- [Exercise goal] After finding the line with "box: [594, 402, 743, 437]" in the entries below, retype exactly each line from there through the line with "positive clicks: (600, 410) (714, 435)", including that final line.

- [Extracted data]
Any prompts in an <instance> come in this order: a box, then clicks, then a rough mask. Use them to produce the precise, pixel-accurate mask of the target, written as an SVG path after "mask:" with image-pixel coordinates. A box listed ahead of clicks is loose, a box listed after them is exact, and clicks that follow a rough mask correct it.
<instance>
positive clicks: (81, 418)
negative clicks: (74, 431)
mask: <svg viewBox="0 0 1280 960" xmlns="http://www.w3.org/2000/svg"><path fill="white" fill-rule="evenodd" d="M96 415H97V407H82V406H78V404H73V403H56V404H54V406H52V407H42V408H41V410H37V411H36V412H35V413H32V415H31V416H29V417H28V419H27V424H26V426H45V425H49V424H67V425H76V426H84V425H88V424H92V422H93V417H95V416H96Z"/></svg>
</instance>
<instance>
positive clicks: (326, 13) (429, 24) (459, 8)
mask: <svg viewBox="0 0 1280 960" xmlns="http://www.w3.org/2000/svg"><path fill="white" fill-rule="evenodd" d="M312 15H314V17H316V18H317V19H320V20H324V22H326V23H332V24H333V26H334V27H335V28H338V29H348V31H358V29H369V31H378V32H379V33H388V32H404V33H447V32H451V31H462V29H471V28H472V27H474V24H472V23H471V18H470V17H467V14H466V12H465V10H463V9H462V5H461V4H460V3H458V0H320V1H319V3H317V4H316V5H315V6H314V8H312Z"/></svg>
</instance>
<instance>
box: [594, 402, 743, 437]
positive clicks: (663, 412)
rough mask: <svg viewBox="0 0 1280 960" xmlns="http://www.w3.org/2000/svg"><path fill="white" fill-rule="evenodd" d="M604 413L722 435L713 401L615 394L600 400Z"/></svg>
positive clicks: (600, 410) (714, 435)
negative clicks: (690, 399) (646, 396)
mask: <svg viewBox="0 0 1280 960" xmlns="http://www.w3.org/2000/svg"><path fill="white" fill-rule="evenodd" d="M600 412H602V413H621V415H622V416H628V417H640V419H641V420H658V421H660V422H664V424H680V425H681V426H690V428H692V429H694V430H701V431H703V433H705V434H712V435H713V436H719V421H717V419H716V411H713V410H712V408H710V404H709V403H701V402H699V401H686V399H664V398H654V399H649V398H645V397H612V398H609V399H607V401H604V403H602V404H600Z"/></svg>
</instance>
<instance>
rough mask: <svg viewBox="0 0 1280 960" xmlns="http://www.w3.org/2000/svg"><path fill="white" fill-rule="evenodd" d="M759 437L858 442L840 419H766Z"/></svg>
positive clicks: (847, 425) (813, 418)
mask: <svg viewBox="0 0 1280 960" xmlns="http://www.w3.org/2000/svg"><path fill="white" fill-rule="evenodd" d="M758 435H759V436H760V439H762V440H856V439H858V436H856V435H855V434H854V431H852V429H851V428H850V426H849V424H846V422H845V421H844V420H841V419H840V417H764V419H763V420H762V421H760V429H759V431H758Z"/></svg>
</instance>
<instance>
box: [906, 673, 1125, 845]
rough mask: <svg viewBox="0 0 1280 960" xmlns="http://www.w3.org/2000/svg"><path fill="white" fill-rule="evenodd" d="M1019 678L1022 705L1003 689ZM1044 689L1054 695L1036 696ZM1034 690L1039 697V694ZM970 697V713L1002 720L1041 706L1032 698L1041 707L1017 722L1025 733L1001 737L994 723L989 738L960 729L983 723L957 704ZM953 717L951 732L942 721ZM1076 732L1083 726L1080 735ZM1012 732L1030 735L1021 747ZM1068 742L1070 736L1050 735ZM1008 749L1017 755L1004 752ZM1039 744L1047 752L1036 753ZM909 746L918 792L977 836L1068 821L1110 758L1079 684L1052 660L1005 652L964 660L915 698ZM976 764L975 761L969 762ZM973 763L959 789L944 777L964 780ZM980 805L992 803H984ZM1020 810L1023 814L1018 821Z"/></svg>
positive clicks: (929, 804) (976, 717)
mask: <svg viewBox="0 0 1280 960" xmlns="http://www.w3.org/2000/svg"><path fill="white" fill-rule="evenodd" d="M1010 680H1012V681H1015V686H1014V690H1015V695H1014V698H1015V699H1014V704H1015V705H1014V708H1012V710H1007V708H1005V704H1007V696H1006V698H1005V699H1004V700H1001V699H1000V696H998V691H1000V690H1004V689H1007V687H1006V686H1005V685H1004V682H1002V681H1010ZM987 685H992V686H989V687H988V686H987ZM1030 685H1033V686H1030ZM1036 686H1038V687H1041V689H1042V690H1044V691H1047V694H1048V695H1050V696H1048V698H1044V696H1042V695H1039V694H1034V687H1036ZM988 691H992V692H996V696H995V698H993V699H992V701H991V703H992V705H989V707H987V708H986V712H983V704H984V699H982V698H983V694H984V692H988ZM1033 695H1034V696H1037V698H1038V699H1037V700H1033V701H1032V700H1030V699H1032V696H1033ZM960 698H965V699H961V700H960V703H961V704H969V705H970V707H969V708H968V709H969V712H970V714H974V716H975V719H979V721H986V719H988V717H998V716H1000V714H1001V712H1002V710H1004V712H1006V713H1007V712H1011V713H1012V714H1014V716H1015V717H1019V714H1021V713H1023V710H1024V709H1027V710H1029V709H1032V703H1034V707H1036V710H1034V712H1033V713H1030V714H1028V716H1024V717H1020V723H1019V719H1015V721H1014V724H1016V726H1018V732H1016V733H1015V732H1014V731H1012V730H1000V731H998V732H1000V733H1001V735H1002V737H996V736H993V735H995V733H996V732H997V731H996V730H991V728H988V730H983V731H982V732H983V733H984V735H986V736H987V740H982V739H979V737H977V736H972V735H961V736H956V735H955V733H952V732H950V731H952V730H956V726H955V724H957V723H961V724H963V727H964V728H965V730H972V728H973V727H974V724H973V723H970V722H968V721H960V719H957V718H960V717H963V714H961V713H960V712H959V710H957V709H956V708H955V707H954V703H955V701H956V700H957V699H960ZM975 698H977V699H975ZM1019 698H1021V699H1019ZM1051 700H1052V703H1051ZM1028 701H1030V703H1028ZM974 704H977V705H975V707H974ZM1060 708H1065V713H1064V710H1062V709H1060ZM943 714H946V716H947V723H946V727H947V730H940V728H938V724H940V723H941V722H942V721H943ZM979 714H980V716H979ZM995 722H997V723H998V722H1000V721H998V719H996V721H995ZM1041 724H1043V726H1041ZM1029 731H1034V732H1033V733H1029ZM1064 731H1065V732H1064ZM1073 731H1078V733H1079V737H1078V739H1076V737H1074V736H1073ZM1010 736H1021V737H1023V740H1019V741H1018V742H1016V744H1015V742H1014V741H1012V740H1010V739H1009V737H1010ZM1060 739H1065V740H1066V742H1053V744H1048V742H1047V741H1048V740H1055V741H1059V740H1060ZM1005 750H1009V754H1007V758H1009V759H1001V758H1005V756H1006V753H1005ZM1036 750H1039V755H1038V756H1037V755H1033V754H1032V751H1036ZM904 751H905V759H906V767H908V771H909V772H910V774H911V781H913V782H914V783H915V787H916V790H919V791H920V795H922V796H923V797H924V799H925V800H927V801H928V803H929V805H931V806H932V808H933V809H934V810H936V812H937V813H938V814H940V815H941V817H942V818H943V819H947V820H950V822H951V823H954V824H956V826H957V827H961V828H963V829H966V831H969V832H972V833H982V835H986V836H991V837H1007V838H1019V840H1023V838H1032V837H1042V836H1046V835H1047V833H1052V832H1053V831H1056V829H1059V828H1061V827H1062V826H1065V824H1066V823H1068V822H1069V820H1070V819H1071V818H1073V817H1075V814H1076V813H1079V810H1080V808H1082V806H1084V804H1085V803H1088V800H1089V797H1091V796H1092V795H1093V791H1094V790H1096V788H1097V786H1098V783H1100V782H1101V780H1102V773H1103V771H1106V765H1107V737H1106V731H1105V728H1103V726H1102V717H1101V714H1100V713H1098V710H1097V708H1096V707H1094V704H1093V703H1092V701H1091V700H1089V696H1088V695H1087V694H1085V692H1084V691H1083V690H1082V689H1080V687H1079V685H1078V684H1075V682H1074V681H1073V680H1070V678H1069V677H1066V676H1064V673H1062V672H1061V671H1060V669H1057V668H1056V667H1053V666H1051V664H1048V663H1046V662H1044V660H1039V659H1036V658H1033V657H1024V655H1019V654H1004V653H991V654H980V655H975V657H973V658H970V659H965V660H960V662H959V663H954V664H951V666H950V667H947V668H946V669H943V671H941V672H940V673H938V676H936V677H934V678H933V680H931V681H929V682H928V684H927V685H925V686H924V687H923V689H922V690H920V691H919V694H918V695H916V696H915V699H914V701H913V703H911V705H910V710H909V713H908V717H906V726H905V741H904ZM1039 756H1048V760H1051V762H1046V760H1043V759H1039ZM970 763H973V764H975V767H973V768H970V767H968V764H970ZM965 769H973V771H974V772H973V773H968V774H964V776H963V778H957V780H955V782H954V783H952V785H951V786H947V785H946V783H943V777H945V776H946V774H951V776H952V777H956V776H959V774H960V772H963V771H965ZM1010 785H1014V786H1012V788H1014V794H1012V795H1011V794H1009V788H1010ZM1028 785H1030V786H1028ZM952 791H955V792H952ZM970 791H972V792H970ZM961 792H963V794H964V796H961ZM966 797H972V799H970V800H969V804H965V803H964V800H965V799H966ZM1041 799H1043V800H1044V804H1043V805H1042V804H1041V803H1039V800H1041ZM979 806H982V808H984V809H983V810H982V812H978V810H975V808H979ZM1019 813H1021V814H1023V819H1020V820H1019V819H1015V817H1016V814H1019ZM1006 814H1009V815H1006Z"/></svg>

- [Exercise result]
box: [594, 402, 743, 437]
positive clicks: (663, 412)
rough mask: <svg viewBox="0 0 1280 960" xmlns="http://www.w3.org/2000/svg"><path fill="white" fill-rule="evenodd" d="M604 413L722 435L713 401L615 394L600 400Z"/></svg>
positive clicks: (600, 410) (714, 435)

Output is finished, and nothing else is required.